▶ PROBLEM TO SOLVE: Rewrite the data below, swapping every occurrence of "Docstring" for "Description" and leaving the rest unchanged.

** START INFORMATION GIVEN **

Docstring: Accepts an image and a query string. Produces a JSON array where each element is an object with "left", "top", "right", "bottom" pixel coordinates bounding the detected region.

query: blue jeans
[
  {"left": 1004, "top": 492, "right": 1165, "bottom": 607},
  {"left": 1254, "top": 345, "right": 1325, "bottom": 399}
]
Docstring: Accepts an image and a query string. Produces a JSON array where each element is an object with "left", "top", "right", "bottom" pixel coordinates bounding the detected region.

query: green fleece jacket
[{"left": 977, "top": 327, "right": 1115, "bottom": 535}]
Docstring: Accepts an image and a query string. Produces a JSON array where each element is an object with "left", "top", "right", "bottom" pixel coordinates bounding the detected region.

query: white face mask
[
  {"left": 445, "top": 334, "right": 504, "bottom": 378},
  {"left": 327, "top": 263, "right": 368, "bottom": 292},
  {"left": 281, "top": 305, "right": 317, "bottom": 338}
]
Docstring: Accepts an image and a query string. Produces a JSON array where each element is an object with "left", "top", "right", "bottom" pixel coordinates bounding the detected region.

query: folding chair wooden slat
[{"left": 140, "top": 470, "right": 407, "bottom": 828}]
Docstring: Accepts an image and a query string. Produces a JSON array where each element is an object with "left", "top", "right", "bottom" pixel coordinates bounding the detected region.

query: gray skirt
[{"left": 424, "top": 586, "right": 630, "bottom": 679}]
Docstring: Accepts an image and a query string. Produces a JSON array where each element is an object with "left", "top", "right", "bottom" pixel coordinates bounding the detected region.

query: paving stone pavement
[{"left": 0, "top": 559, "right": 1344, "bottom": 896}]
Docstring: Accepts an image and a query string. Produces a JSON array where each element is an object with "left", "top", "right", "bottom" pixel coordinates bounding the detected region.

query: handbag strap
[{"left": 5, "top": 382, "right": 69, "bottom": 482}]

** END INFORMATION GIVEN **

▶ EXERCISE RESULT:
Description: Accepts an image and a query string. Produces a JSON array where each element is an object with "left", "top", "right", "bottom" pixel coordinates bounding the detected region.

query: blue jeans
[
  {"left": 1004, "top": 492, "right": 1165, "bottom": 607},
  {"left": 1254, "top": 345, "right": 1325, "bottom": 399}
]
Description: Accepts an image and a query string. Produces a JSON array where each element is an object with "left", "top", "right", "bottom" pixel coordinates bounding the detected region.

query: green fleece jacket
[{"left": 977, "top": 327, "right": 1115, "bottom": 535}]
Description: Accepts an image and a query string. Produces a JSON array where each element is an object with "left", "top", "right", "bottom" pixel coordinates bounding the detected region.

query: white face mask
[
  {"left": 445, "top": 334, "right": 504, "bottom": 378},
  {"left": 327, "top": 263, "right": 368, "bottom": 292},
  {"left": 281, "top": 305, "right": 317, "bottom": 338}
]
Description: Accepts an image and a query string. Produces a JSON array where each element is an object with "left", "top", "right", "bottom" pixel coordinates bounding the detected region.

query: folding chair wooden slat
[{"left": 140, "top": 470, "right": 407, "bottom": 828}]
Description: Accepts an image and a query string. Produces a JSON array where each element is an object with "left", "top", "right", "bottom" pixel coordinates bounding the detected region.

query: gray skirt
[{"left": 424, "top": 586, "right": 630, "bottom": 679}]
Description: Accepts an image and a query string. Produces a JSON array where each element is an object with "left", "top", "right", "bottom" pixel coordinates bounding the detected region.

query: paving stone pavement
[{"left": 0, "top": 559, "right": 1344, "bottom": 896}]
Description: Accepts an image and a query string. Produces a JSON array where each element is an object with "left", "top", "right", "bottom" pixel coordinates bounding the detected region.

query: handbag strap
[{"left": 5, "top": 382, "right": 69, "bottom": 482}]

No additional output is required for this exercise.